─── Document section ───

When the step S309 decides that N has reached 3, this means that the detection of all the color patterns is finished. So, step S702 checks the value of K. When K is 0, step S703 performs the positional deviation detection based on the encoder as in the first embodiment. According to the amount of registration deviation thus obtained, the timing of reading the print data from the memory is changed as described above to perform the registration deviation adjustment.

Then, the variable K is changed (S704) and the print start encoder position of each color head is set in the encoder counter not shown as the encoder interrupt value (S705). The encoder counter compares the set value and the actual encoder value by a comparator and, when they agree, sends an interrupt signal 802 shown in FIG. 11 to the MPU (microprocessor) in the control section 10. The encoder interrupt processing is similar to the one performed in the first embodiment that stores in the memory the point in time at which an interrupt is produced. This processing stores in the memory the point in time of the black head print start timing and the point in time of each color head print start timing.

After this, processing of steps S301 to S309 are performed again to measure the positional deviations. At this time, because the value of K is 1, the point in time at which the interrupt was produced is stored during the interrupt processing A, B. Then, when step S309 decides that N is 3, the measurement of the positional deviations in terms of time for all heads is terminated. Because step 702 decides that K is 1, step S706 performs calculation of the positional deviations in terms of time.

FIG. 11 shows an example of the sensor signal 505 produced for the detection of the positional deviation between the black head and the cyan head. In the figure, denoted 801 is a signal from the print position detection section 20 representing the carriage position. Designated 802 is an interrupt signal produced by the encoder counter after step 703 has executed the registration deviation adjustment based on the encoder value. This interrupt signal is generated in synchronism with the leading edge or trailing edge of the encoder signal that is produced when each of the registration deviation detection patterns begins to be printed. This interrupt signal causes an interrupt to the MPU (microprocessor unit) in the control section 10 and the point in time at which the interrupt has occurred is stored in memory. The difference between this interrupt time and the time measured by the interrupt A or B is calculated as ΔT for the black head and as Δt for the cyan head. Then a difference between these differences, ΔT-Δt, represents a registration deviation amount of less than 1 dot pitch between the black ink ejection head and the cyan ink ejection head. When this difference value is negative, the ejection timing of the cyan head is advanced by ΔT-Δt with respect to the ejection timing of the black head to perform registration deviation adjustment in order to ensure that the inks ejected from these two heads are landed on the paper correctly overlapping each other or in a correct adjacent positional relationship. When it is positive, the ejection timing of the cyan head needs to be delayed by ΔT-Δt. According to each registration deviation amount of less than ±1 dot obtained in this way, the ejection timing of each head can be shifted in time to perform the registration deviation adjustment.

In the second embodiment described above, the number of times that the measurement is made by operating the carriage is two times that of the first embodiment. But a more efficient registration adjustment is realized by first measuring the registration deviation amount based on the encoder value and performing the registration adjustment so that the registration deviation amount can be reduced to 1 dot pitch at the maximum. This is followed by measuring in terms of time the registration deviation amount of less than one dot to enable more efficient registration adjustment.

─── Entries provided ───

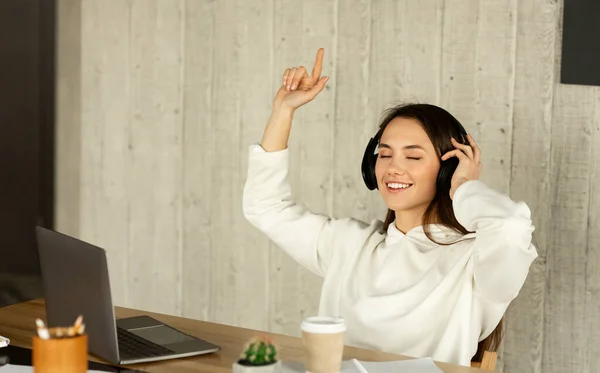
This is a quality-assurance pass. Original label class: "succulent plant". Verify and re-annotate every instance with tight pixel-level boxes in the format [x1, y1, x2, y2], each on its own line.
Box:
[240, 337, 277, 366]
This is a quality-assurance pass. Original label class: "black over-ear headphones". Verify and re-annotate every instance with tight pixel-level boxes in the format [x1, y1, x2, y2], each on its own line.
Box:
[361, 117, 468, 190]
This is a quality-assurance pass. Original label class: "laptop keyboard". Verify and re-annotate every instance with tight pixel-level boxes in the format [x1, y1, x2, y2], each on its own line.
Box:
[117, 328, 173, 359]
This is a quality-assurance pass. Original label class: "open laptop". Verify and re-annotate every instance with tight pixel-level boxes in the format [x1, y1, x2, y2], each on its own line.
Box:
[36, 226, 220, 364]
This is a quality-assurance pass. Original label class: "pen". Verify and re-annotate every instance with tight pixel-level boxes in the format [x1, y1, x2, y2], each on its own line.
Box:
[35, 319, 50, 339]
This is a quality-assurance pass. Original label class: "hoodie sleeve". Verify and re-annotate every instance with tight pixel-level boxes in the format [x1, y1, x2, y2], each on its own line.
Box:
[453, 180, 537, 303]
[243, 145, 366, 277]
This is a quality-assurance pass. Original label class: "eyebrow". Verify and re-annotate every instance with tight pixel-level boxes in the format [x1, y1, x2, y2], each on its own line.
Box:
[379, 143, 425, 151]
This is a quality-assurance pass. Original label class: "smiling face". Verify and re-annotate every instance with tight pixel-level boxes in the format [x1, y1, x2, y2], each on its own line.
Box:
[375, 117, 440, 217]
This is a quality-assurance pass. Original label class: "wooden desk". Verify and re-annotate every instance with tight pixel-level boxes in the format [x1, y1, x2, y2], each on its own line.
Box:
[0, 300, 484, 373]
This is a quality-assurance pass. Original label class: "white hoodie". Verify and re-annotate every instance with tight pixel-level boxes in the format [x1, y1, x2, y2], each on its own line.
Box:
[243, 145, 537, 366]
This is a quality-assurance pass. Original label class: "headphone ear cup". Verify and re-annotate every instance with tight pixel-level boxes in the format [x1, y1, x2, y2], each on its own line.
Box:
[369, 154, 379, 190]
[437, 157, 458, 192]
[361, 138, 377, 190]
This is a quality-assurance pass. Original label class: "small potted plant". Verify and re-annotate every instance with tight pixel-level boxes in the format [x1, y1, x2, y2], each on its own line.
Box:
[233, 337, 281, 373]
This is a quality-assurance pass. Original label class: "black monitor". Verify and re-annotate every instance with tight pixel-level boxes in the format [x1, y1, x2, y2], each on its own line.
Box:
[0, 0, 55, 307]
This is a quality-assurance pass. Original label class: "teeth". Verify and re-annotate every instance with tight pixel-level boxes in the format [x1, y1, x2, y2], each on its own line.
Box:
[388, 183, 410, 189]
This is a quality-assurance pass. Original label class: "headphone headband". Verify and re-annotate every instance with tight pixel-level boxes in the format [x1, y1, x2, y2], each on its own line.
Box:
[361, 109, 468, 190]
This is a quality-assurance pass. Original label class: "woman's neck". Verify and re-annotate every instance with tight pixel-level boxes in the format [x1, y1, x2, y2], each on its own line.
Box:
[394, 209, 432, 234]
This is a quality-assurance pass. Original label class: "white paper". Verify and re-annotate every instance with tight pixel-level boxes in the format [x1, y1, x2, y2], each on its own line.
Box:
[278, 358, 443, 373]
[360, 358, 443, 373]
[0, 364, 106, 373]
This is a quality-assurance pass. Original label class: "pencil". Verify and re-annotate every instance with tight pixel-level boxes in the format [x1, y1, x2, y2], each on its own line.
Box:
[35, 319, 50, 339]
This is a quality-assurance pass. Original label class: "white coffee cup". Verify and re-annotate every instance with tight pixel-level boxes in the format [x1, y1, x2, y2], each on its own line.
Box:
[301, 316, 346, 373]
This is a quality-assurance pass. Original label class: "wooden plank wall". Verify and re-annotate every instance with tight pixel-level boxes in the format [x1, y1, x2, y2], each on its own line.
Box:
[57, 0, 600, 373]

───

_Problem statement_. In the passage on printhead alignment, rewrite the stretch between "When the step" and "above to perform the registration deviation adjustment.", inclusive, swapping "color patterns" for "test patterns".

_Problem solution_.
When the step S309 decides that N has reached 3, this means that the detection of all the test patterns is finished. So, step S702 checks the value of K. When K is 0, step S703 performs the positional deviation detection based on the encoder as in the first embodiment. According to the amount of registration deviation thus obtained, the timing of reading the print data from the memory is changed as described above to perform the registration deviation adjustment.